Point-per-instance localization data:
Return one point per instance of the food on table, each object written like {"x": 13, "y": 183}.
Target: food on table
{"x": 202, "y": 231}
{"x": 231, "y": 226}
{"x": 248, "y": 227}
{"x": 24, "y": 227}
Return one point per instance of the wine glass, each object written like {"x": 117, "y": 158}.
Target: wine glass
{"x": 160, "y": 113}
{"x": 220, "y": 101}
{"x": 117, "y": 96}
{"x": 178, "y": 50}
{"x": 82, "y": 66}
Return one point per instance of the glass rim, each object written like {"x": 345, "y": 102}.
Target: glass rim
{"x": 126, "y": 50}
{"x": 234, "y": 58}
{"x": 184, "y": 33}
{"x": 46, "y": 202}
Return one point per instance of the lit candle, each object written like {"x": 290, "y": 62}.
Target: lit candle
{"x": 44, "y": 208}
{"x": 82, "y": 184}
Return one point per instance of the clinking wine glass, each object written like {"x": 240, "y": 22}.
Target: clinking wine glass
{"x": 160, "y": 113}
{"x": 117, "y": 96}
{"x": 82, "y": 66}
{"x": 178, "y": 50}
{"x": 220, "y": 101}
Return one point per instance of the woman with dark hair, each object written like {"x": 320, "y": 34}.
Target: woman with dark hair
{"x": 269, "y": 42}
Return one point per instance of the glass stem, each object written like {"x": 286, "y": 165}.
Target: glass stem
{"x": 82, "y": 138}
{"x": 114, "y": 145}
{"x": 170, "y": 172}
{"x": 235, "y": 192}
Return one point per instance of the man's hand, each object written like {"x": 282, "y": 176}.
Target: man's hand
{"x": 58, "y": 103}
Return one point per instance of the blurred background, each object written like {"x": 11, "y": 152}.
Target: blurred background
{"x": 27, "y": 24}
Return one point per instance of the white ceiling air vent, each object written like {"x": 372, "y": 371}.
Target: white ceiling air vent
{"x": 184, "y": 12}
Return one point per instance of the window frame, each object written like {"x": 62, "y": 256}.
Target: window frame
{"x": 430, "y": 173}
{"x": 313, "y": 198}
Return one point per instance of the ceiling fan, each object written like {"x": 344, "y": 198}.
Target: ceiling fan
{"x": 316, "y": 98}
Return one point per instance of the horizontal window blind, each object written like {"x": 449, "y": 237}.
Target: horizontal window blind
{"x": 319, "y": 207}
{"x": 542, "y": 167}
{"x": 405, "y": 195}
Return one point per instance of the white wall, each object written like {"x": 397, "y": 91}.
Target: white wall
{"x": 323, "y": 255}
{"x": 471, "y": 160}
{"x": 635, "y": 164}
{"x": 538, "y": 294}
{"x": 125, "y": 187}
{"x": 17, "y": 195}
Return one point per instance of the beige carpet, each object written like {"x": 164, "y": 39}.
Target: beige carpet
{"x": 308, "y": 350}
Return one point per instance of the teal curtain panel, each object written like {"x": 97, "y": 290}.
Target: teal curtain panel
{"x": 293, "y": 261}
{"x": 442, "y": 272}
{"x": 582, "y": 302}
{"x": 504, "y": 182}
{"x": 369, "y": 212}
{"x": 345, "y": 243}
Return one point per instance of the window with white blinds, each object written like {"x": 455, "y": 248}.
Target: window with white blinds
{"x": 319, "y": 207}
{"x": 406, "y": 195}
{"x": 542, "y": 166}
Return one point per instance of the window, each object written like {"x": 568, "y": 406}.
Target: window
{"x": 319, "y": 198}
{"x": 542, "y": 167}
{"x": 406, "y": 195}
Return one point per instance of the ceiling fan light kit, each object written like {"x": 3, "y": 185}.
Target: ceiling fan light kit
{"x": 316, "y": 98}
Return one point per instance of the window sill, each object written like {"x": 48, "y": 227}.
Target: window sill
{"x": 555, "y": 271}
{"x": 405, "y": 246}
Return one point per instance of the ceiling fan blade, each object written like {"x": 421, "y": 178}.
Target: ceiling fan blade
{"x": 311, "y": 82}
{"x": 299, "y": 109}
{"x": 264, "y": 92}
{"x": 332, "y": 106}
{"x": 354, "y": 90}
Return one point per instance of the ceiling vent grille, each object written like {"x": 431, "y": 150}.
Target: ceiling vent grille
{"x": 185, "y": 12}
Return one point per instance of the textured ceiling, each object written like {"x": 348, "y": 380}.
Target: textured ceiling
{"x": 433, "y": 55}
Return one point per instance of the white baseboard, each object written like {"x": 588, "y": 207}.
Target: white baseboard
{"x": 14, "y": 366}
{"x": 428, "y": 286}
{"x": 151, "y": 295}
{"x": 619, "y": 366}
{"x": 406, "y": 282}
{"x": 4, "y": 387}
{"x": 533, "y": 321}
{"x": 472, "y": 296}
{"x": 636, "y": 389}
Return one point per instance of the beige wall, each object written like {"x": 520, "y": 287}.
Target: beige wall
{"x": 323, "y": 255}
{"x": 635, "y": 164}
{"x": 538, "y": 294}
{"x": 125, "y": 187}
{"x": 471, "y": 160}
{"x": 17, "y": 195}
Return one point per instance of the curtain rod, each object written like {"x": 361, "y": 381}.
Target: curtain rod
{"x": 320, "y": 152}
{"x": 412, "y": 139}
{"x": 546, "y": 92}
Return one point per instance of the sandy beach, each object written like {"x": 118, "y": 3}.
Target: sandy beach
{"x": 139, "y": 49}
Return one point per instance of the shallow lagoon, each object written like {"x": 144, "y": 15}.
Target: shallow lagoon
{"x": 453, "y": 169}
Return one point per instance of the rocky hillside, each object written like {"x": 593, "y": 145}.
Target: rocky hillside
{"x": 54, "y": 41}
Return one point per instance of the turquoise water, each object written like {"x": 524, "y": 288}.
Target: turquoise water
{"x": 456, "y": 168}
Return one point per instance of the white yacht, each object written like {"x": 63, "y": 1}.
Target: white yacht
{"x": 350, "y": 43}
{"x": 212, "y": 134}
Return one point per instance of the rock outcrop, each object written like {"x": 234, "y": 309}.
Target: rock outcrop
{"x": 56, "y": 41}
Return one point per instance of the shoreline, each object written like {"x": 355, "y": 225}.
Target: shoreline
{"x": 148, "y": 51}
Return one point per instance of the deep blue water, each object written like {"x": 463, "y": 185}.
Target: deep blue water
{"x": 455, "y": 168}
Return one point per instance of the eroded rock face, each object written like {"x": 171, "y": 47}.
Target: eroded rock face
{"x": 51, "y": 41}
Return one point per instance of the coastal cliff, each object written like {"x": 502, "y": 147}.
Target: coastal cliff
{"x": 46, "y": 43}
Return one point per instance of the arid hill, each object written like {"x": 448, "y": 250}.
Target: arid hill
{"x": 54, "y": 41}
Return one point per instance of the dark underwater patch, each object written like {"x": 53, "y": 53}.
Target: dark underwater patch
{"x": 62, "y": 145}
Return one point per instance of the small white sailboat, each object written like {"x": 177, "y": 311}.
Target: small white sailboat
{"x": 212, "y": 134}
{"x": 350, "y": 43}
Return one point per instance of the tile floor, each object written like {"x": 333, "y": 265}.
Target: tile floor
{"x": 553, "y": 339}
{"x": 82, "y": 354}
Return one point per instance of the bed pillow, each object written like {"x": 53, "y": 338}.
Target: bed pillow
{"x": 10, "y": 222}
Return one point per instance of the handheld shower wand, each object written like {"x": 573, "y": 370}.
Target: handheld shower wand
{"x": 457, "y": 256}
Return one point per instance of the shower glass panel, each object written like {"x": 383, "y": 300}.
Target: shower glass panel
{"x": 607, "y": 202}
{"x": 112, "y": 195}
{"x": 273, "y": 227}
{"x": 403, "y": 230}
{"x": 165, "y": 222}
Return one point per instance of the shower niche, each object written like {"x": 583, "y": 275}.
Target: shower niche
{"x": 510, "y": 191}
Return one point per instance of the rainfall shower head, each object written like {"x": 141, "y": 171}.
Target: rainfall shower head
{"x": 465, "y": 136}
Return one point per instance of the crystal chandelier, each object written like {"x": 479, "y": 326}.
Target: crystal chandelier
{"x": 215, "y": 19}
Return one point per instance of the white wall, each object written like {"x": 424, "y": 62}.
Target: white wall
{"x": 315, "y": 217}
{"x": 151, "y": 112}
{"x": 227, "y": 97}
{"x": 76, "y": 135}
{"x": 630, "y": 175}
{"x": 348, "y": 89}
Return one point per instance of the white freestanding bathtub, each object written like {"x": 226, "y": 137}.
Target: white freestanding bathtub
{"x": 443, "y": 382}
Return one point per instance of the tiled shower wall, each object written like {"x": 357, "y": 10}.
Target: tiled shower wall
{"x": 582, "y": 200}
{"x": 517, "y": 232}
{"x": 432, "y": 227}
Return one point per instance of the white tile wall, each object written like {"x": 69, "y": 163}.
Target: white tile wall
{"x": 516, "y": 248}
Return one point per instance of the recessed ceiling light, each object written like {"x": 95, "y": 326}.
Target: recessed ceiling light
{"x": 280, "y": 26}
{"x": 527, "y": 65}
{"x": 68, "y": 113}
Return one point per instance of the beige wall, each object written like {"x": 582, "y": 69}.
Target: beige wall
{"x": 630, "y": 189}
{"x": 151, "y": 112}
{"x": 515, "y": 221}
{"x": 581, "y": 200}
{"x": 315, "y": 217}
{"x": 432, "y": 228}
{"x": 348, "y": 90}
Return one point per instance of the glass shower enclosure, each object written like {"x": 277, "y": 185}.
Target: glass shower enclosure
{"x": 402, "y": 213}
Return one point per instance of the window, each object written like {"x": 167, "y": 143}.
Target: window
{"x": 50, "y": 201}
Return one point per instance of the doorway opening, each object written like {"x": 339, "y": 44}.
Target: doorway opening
* * *
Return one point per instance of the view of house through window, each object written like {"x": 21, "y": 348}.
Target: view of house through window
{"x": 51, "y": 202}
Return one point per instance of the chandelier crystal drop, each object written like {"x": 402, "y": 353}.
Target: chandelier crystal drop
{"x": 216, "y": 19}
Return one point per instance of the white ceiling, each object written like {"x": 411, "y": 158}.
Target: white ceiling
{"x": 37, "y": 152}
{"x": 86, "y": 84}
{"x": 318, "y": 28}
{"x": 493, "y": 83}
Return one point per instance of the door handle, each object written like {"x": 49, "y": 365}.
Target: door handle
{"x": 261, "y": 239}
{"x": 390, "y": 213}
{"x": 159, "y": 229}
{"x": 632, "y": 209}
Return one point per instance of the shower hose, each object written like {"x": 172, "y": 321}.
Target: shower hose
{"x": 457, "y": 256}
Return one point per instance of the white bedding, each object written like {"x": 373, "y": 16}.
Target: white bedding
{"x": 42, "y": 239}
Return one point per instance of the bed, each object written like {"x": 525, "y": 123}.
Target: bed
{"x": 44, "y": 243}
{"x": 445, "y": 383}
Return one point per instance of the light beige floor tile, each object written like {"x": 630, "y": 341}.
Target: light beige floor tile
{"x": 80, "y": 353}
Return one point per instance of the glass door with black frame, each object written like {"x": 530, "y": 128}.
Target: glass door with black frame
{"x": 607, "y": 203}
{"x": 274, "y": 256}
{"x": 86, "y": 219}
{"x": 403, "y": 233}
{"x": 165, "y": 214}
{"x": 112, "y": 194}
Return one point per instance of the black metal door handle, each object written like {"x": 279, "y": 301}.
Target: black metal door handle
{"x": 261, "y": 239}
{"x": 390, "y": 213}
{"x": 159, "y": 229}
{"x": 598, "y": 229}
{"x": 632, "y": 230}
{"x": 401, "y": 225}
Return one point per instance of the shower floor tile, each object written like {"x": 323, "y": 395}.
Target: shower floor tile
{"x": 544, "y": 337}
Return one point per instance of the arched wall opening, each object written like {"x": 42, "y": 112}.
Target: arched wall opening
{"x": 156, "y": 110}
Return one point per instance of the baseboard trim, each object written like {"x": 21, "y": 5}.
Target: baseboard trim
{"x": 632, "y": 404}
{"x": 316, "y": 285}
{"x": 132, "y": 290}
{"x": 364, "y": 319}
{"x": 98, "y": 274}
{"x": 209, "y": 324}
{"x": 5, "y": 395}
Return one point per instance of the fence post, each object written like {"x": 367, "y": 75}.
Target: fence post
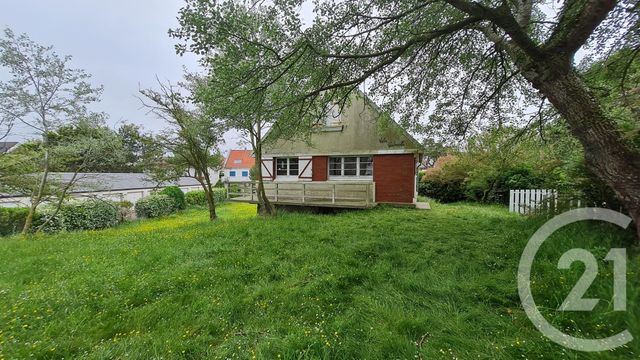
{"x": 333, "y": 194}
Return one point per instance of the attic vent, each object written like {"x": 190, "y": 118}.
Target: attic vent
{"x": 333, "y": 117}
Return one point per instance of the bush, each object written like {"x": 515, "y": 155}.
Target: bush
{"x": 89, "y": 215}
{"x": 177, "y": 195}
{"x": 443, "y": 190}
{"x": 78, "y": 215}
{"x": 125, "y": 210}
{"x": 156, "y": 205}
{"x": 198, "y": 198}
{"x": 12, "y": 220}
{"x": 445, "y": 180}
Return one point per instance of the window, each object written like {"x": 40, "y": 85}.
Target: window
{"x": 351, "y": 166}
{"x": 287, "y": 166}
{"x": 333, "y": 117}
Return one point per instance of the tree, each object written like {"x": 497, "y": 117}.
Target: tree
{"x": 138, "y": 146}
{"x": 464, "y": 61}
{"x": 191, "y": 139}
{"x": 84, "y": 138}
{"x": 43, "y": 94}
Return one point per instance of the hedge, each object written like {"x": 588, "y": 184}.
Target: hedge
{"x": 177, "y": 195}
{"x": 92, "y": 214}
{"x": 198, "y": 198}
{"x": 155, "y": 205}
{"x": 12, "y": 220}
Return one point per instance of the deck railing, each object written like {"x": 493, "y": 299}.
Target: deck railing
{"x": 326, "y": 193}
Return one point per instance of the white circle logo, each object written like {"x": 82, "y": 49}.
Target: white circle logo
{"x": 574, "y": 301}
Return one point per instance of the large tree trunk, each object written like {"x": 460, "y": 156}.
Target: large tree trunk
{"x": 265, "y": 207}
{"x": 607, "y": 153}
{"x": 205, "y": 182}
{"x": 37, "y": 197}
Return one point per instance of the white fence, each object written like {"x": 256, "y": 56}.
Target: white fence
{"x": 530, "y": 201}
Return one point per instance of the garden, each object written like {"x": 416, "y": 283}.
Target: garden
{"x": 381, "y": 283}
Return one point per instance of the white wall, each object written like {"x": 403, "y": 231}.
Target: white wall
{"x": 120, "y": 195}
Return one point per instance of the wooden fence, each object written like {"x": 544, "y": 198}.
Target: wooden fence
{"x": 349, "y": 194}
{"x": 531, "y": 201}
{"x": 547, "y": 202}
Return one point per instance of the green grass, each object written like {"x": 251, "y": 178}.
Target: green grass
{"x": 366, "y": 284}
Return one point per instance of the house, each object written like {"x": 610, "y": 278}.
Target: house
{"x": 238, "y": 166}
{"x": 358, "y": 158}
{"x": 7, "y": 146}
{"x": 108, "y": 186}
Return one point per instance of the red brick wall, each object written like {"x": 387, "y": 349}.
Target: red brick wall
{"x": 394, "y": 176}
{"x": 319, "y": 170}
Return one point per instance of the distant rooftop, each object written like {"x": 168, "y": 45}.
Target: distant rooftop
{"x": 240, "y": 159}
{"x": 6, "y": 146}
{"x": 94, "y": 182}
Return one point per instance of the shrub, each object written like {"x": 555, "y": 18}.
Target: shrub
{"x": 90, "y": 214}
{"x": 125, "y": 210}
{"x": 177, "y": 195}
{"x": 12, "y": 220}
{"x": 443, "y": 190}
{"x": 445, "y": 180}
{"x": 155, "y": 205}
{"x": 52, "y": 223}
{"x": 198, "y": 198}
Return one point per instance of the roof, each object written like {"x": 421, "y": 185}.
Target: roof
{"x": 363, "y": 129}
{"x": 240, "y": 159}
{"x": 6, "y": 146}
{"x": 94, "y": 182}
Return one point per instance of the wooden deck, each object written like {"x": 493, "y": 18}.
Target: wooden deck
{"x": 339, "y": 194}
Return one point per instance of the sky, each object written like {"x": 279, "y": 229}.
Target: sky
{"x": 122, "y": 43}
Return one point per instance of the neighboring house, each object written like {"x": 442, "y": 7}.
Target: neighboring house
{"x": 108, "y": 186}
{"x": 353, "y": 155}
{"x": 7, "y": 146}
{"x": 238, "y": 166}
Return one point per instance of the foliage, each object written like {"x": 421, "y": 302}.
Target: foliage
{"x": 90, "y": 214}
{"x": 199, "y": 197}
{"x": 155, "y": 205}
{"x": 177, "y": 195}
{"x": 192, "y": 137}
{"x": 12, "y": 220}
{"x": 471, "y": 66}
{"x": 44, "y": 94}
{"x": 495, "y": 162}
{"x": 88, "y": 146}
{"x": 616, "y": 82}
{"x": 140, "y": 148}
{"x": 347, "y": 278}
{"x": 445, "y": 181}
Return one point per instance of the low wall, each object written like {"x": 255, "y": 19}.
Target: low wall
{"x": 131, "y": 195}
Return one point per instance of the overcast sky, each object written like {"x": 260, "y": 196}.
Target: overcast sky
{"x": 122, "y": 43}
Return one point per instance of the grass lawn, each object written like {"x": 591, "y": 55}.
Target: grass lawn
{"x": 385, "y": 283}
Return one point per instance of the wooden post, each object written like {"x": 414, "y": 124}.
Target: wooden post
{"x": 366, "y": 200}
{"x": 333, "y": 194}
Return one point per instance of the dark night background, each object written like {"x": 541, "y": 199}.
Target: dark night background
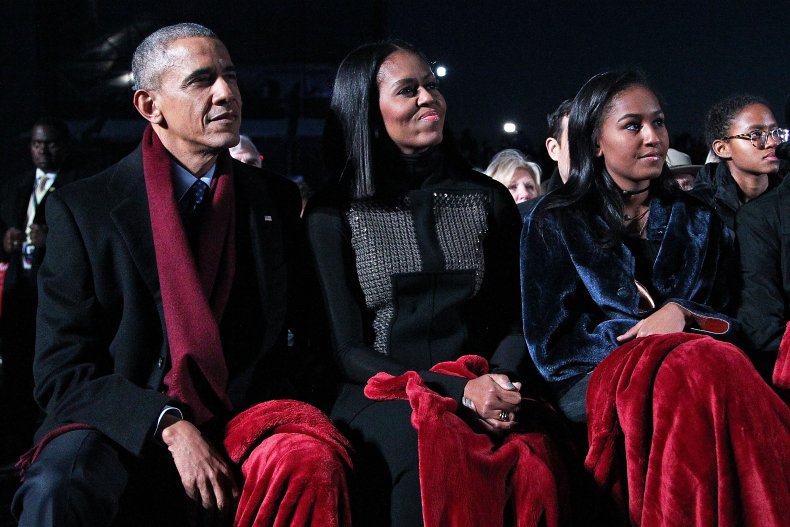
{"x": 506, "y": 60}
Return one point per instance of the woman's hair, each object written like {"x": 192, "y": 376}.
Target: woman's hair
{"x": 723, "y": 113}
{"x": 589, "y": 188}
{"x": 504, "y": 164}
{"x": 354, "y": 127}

PROBLEM STATEMENT: The required output is a copy of each line in the records where the string "doorway" occurs.

EXPECTED ANSWER:
Return one point per instance of the doorway opening, each object written like {"x": 339, "y": 44}.
Target: doorway opening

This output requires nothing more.